Tens of thousands of vulnerable pensioners are being forced into care homes against their will, an inquiry reveals today.

It says laws supposed to protect the elderly are instead being used to take away their rights.

The House of Lords inquiry suggests many are dumped in residential homes to make it easier to control them or simply to save money.

Peers blame the scandal on Labour’s botched Mental Capacity Act. They say the law, which was meant to help those unable to make decisions for themselves, should be rewritten.

Lord Hardie, who led the inquiry, said: ‘The evidence suggests that tens of thousands of people are being deprived of their liberty without the protection of the law, and without the protection that Parliament intended.’

The retired Scottish judge singled out for criticism the ‘deprivation of liberty safeguards’ added to the act after the intervention of the European Court of Human Rights.

‘In some cases the safeguards are being wilfully used to oppress individuals and to force decisions upon them, regardless of what actions may be in their best interests,’ Lord Hardie said. ‘We were told the provisions were poorly drafted, overly complex and bureaucratic.

‘A senior judge described the experience of trying to write a judgment on the safeguards as feeling “as if you have been in a washing machine and spin dryer”.’

 

The 2005 legislation set up the Court of Protection, which is only now being opened to public scrutiny after a series of scandals.

Under a veil of secrecy, it has ordered people to be kept in care homes. In other cases, social workers have acted without legal go-ahead.

It is thought many of the pensioners could have stayed at home or in sheltered accommodation.

My father, taken against our wishes

 

 

Cloak of secrecy over spinster, 94

 

 

 

Councils often find care homes cheaper than looking after complex cases in their own houses.

The report also pointed to the way the act was used by social workers as an excuse for not helping people – and thereby saving money.

A provision in the legislation says people must be presumed to be able to make their own decisions unless there is clear proof they are incapacitated.

The report said one academic thought this had led to ‘vulnerable adults being left at risk of harm, in some cases leading to their deaths’.

In one case, a brain-damaged girl was left to be sent out by her boyfriend to work as a prostitute for drug money because social workers considered the law made this a legitimate ‘lifestyle choice’.

 

 

The report quoted a law firm which said the act had become for councils ‘an excuse to do nothing’.

The British Association of Brain Injury Case Managers told the nine-month inquiry: ‘Assessment of capacity is used as an economic tool to justify lack of provision, leaving the disabled person unprotected.’

The Law Society said people were left without help because ‘the outcome is going to be that the state spends less on them’.

The peers concluded that the act’s rules are ‘used to justify non-intervention by health or social care services, either erroneously, or in some cases, deliberately’. Among 39 recommendations, the report called for the scrapping and rewriting of the clauses on deprivation of liberty.

It also said the code of practice, the semi-legal document that tells social workers, doctors and lawyers how the act should work, should be torn up and replaced with a series of simpler codes.

The report also supported the opening of the Court of Protection to scrutiny and repeated demands for more openness from the judge in overall charge of its workings, Sir James Munby.

■ **Source material**:
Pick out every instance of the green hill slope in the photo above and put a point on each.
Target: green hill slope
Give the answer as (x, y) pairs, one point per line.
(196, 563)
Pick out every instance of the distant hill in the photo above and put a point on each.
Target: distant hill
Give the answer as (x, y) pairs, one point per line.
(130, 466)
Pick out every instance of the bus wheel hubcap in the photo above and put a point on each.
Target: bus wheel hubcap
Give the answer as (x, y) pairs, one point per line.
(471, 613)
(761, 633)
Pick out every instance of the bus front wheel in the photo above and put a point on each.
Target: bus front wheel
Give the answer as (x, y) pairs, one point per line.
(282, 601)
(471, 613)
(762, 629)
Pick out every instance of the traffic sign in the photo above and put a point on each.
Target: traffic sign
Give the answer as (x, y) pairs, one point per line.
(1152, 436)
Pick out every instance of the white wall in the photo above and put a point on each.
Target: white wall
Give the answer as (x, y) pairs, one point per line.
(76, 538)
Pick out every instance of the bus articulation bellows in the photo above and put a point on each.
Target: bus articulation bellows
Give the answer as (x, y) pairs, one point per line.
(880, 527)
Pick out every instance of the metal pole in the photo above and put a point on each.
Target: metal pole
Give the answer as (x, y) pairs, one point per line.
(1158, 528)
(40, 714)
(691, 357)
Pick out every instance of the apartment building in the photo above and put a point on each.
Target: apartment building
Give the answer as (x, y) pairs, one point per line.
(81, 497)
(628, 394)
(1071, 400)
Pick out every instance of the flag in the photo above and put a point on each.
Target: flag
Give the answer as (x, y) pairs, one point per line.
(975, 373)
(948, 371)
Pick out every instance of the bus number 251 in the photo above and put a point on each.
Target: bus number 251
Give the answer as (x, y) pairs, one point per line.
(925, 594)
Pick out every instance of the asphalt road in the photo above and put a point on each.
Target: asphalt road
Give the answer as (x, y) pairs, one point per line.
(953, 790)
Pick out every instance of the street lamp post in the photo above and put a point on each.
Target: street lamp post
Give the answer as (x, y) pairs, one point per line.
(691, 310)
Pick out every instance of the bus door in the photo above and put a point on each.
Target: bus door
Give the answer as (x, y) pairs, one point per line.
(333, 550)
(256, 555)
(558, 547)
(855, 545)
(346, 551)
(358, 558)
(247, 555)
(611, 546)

■ **Tasks to carry out**:
A. Translate this sentence from the article on the Lords inquiry into Spanish: "It is thought many of the pensioners could have stayed at home or in sheltered accommodation."
B. From the article on the Lords inquiry, write out the passage that begins at the words "The British Association" and stops after "of simpler codes.".

■ **Written responses**:
A. Se cree que muchos de los jubilados podrían haberse quedado en casa o en viviendas tuteladas.

B.
The British Association of Brain Injury Case Managers told the nine-month inquiry: ‘Assessment of capacity is used as an economic tool to justify lack of provision, leaving the disabled person unprotected.’

The Law Society said people were left without help because ‘the outcome is going to be that the state spends less on them’.

The peers concluded that the act’s rules are ‘used to justify non-intervention by health or social care services, either erroneously, or in some cases, deliberately’. Among 39 recommendations, the report called for the scrapping and rewriting of the clauses on deprivation of liberty.

It also said the code of practice, the semi-legal document that tells social workers, doctors and lawyers how the act should work, should be torn up and replaced with a series of simpler codes.